__Assignment__.
Write the records out exactly as shown. No pictures.

__Data to use__.
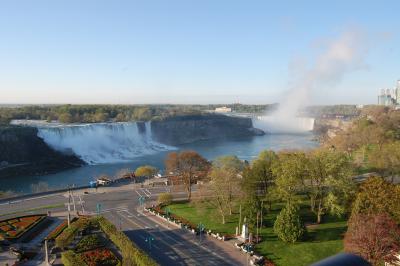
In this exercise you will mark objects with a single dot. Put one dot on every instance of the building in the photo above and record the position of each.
(223, 109)
(390, 97)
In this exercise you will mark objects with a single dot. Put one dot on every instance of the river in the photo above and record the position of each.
(244, 148)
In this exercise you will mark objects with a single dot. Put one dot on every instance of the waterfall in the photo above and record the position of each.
(102, 142)
(276, 124)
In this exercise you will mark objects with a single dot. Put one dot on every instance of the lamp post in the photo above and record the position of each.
(201, 228)
(149, 240)
(98, 208)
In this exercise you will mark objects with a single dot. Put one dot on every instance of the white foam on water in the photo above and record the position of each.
(290, 124)
(102, 142)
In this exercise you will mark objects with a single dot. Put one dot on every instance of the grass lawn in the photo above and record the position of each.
(321, 241)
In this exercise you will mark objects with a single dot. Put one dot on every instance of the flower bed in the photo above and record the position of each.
(90, 242)
(100, 257)
(16, 227)
(59, 229)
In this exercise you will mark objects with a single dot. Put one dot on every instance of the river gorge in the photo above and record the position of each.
(105, 148)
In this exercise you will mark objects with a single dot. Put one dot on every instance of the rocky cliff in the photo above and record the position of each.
(22, 152)
(190, 128)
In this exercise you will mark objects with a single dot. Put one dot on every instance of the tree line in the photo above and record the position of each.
(326, 180)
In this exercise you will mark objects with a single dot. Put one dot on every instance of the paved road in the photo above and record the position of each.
(171, 246)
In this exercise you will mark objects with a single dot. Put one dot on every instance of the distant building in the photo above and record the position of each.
(390, 97)
(398, 92)
(223, 109)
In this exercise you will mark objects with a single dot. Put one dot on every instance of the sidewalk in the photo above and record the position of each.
(227, 246)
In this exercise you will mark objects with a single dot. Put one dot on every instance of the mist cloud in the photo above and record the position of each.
(340, 56)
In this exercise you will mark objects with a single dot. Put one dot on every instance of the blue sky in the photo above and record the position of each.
(187, 51)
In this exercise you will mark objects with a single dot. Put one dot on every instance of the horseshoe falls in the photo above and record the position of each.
(103, 142)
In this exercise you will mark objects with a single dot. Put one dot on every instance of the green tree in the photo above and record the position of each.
(288, 225)
(146, 170)
(227, 169)
(189, 166)
(328, 183)
(375, 237)
(290, 171)
(386, 159)
(223, 187)
(376, 196)
(164, 198)
(257, 185)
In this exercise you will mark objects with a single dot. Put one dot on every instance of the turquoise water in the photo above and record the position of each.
(244, 148)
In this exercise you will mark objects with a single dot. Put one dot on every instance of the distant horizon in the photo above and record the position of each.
(180, 52)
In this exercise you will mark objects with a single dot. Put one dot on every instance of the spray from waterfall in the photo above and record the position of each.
(342, 56)
(102, 142)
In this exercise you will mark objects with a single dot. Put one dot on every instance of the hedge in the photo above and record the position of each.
(67, 236)
(131, 254)
(70, 258)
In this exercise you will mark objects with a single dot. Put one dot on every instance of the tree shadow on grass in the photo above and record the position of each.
(326, 234)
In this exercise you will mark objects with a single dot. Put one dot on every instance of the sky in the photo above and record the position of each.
(186, 52)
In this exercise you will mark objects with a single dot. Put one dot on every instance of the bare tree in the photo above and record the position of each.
(375, 237)
(189, 166)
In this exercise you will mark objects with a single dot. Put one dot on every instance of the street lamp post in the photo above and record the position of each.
(149, 240)
(200, 227)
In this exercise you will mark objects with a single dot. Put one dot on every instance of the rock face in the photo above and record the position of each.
(185, 129)
(22, 152)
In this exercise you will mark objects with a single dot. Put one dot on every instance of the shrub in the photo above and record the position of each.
(375, 237)
(100, 256)
(131, 254)
(288, 225)
(164, 198)
(89, 242)
(69, 258)
(66, 237)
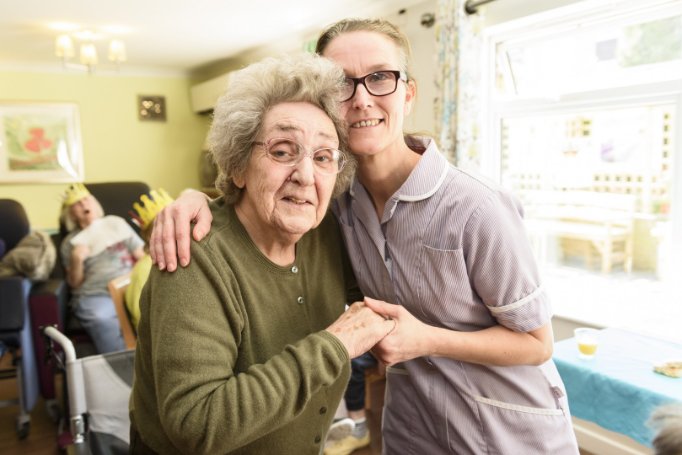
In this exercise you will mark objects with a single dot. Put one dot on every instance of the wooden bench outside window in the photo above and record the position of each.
(590, 224)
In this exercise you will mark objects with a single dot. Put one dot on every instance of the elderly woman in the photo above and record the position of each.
(259, 361)
(97, 249)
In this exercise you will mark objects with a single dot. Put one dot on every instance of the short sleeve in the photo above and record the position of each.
(501, 264)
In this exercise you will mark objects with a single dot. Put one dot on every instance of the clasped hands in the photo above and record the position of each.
(391, 333)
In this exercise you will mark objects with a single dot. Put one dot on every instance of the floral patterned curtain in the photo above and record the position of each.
(459, 83)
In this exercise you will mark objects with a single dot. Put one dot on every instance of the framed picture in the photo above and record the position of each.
(151, 107)
(40, 142)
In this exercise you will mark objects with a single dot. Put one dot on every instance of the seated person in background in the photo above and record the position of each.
(97, 249)
(143, 214)
(247, 350)
(355, 405)
(667, 422)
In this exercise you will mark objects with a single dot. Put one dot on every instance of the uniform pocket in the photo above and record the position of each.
(513, 428)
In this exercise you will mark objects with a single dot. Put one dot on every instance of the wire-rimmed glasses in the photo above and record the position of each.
(288, 152)
(378, 83)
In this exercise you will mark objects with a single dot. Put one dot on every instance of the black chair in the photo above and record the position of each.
(15, 319)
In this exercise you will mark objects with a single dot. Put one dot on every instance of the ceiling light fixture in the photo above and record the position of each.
(64, 49)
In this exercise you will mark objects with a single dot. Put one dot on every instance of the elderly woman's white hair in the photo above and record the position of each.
(252, 91)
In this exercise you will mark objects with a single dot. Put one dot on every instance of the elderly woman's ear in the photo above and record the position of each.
(238, 180)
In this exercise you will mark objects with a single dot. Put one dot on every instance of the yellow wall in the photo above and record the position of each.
(116, 145)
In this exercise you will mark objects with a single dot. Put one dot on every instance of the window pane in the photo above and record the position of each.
(590, 58)
(596, 189)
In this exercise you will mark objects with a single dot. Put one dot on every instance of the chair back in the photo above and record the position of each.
(14, 226)
(117, 288)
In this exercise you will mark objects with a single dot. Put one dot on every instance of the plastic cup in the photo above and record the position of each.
(587, 340)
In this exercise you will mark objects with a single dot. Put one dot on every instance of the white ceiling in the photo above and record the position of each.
(170, 35)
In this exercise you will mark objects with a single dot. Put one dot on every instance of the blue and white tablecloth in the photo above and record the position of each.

__Exercise answer__.
In this exercise you will mark objects with a single dot. Put one dot on every instance of the building in the photo above and record the position of each.
(223, 109)
(390, 97)
In this exercise you will mark objects with a single dot. Put one dot on every instance of the river in the photo above and record the position of each.
(244, 148)
In this exercise you will mark objects with a single dot. Put one dot on every instance of the waterfall in the photo above and record the position of each.
(102, 142)
(276, 124)
In this exercise you will mark objects with a single dot. Put one dot on every instance of the lamp post in the photo above and record the position of each.
(201, 228)
(149, 240)
(98, 208)
In this exercise you will mark objects with a single dot. Put one dot on every instance of the white foam on water in the photo above and record the position of each.
(290, 124)
(102, 142)
In this exercise you will mark objects with a single dot. Put one dot on every instance of the grass lawn in the photo above and record the position of each.
(321, 241)
In this exercise you will mark objects with a single dot. Put one dot on every instance of the flower bed in the photo above and record the position of each.
(90, 242)
(100, 257)
(16, 227)
(59, 229)
In this exercise you will mark objects with a single dot. Put one dot on every instance of the river gorge in the photo above and record the position of each.
(105, 148)
In this exercise you will mark objects with a single dot. Put one dot on every instance of the rocky cliff in the photo above and record the position of each.
(22, 152)
(190, 128)
In this exercise you will mark objects with a single dot. Put one dot on every instance of the tree line in the photo above and record the position of each.
(326, 180)
In this exercise you will mark objects with a single dot. Put one dot on every instance of the paved road in the photo above and record the position of each.
(171, 246)
In this exercise you will mark objects with a single dot. Put one dot on every instance of the distant building in the photo above and record the position of each.
(390, 97)
(398, 92)
(223, 109)
In this exercise you will mark objects with a single dot. Put one dot on every instance of the sidewalk in the photo above and record the position of each.
(227, 246)
In this exercise you will mark objects with a single dot. Put one dot on every instance of the mist cloud in the photo above and record the position of each.
(340, 56)
In this exercise you will mark objects with a single dot. Put one dot on every instance of the blue sky in the photo above and record the position of each.
(187, 51)
In this exercise you will mark objects with a single dot. Put one dot on every instance of the horseshoe falls in the photo above and record the position of each.
(103, 142)
In this exercise you will mark objects with a single dot. Put one dot on every instance of the green tree in the photo above and record the position of each.
(288, 225)
(146, 170)
(227, 169)
(189, 166)
(328, 183)
(375, 237)
(290, 171)
(386, 159)
(223, 187)
(376, 196)
(164, 198)
(257, 185)
In this exercise you will mark objects with a single dot. Put one dot on every instance of the turquoise water in the photo above and record the position of each.
(244, 148)
In this exercise you will mark objects with a single dot. Put one dot on every instance of the distant horizon in the photo above and record the position of each.
(180, 52)
In this exercise you will mark objects with a single dot. Put one dot on every instance of the spray from waterfall in the photo above and record the position of each.
(342, 56)
(102, 142)
In this exercise you will mark objects with a single dot. Put one dot on every instance of the hedge in the photo above and record the position of each.
(67, 236)
(131, 254)
(70, 258)
In this exercise you will mark objects with a single dot. Put one dot on every instance of the tree shadow on grass in the photo above and record the position of each.
(326, 234)
In this exercise you will mark objects with a single dot. Put one dot on every instance of the sky in the photo above and record the position of each.
(186, 52)
In this exercise you will mark objects with a single dot. Put one dot on every instance of the bare tree in the photo above and record the position of each.
(375, 237)
(189, 166)
In this exercise you will mark objects with a single dot. Put one dot on every instance of the street lamp post in the photo above and record the position of each.
(149, 240)
(200, 227)
In this exercise you will mark objects with a single dot. Put one dot on every instance of the rock face in the photo above and record the position of each.
(185, 129)
(22, 152)
In this exercise you will mark objects with a single dot. Put one dot on every instance of the shrub in the photo above and record the position of each.
(375, 237)
(100, 256)
(131, 254)
(288, 225)
(164, 198)
(89, 242)
(69, 258)
(66, 237)
In this exercise you will mark objects with a single dot. Put one dot on every instance of the wooden bench outside window in the photo above and record the position of each.
(590, 224)
In this exercise you will mark objects with a single dot. Put one dot on every instance of the elderly woman in the photo above and record the position of each.
(259, 361)
(97, 249)
In this exercise you will mark objects with a single dot. Put one dot on every instance of the short sleeve in the photo above and record the position of each.
(501, 264)
In this exercise you will mark objects with a single dot. Put one dot on every instance of the clasped hands in the photo above and record the position of each.
(391, 333)
In this exercise you will mark objects with a single dot. Put one dot on every instance of the floral patterned curtain in the photo above and record the position of each.
(459, 83)
In this exercise you will mark objects with a single dot. Put one dot on every instance of the framed picture in the photo above and record the position of each.
(151, 107)
(40, 142)
In this exercise you will mark objects with a single dot. Put one dot on every instance of the seated person in background in the photo above and record the position of each.
(97, 249)
(143, 214)
(247, 350)
(355, 405)
(667, 422)
In this exercise you will mark objects with a single dot. Put one dot on every instance of the uniform pocket in the photo above and record the position of each.
(513, 428)
In this exercise you will mark objects with a single dot. Put one dot on every instance of the wire-rimmed glasses in the photo above and record the position of each.
(288, 152)
(378, 83)
In this exercise you will mark objects with a single dot. Put one dot on every instance of the black chair in the photo above and record the position of each.
(15, 319)
In this exercise you will mark objects with a single dot. Put one dot on every instance of the ceiling light fixture in the photo above and record the position of each.
(64, 49)
In this exercise you will mark objects with a single dot. Put one dot on every instance of the elderly woman's white hair in the photo above and record the position of each.
(252, 91)
In this exercise you will mark objects with a single dot. Put one dot on every instance of the elderly woman's ear in the photo above and record the position of each.
(238, 180)
In this exercise you will mark objects with a single dot. Put one dot on every instance of the yellow wall in the photo above and record the position of each.
(116, 145)
In this exercise you will mark objects with a single dot. Put one dot on every instance of the window pane in the photo above and record the position of each.
(590, 58)
(596, 189)
In this exercise you will mark objects with a single dot. Put one dot on every instance of the chair back in the photo above and record the position of each.
(14, 226)
(117, 288)
In this exercise you will mark objects with a single dot. Put one dot on every instance of the plastic cup in the photo above and record the position of each.
(587, 340)
In this exercise you will mark objects with a single dot. Put one dot on every instance of the white ceiling in the photo above and record the position of each.
(170, 35)
In this exercise you will mark objects with a single dot. Put one dot on every instance of the blue and white tablecloth in the photo above and record the position of each.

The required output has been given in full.